* OBJECTIVE
Please count the lines in the records below that contain the word "green", matching case exactly, and reply with that number alone.

* EXERCISE MATERIAL
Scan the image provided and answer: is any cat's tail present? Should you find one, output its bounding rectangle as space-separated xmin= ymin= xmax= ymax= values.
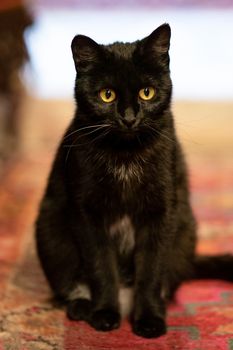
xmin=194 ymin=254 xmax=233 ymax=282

...

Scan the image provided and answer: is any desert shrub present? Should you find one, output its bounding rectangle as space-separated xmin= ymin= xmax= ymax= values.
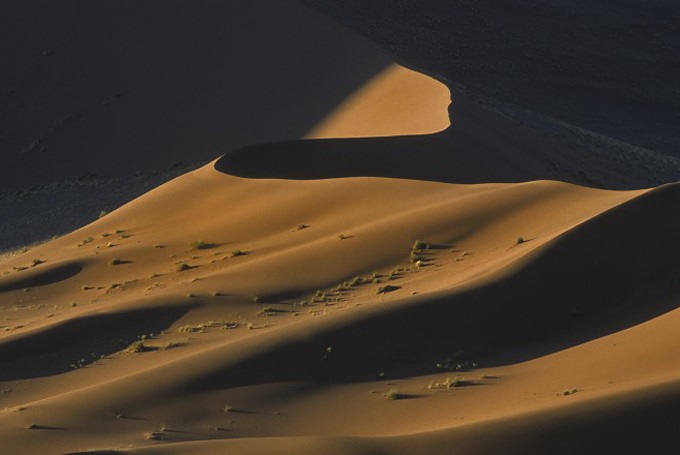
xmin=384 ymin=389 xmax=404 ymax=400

...

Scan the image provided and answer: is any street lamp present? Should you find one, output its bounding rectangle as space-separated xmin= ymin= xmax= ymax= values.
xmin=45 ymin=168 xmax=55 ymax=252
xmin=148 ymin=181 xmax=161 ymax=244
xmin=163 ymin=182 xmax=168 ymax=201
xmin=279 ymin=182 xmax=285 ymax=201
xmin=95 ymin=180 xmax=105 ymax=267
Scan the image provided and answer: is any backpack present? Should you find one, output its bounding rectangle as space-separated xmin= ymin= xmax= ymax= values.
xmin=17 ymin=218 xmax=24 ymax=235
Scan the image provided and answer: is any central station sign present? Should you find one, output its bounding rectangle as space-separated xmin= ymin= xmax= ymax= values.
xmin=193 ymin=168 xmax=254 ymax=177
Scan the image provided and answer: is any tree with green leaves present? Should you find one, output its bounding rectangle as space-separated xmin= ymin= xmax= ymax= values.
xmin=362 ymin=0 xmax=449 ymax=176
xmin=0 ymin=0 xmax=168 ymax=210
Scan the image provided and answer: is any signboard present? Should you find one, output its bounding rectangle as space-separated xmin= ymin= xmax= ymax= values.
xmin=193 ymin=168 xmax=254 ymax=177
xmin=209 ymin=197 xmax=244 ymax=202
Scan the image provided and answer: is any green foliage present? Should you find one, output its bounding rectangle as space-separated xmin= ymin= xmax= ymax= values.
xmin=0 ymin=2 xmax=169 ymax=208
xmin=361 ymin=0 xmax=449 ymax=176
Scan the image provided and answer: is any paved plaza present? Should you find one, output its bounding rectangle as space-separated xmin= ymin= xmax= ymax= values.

* EXERCISE ANSWER
2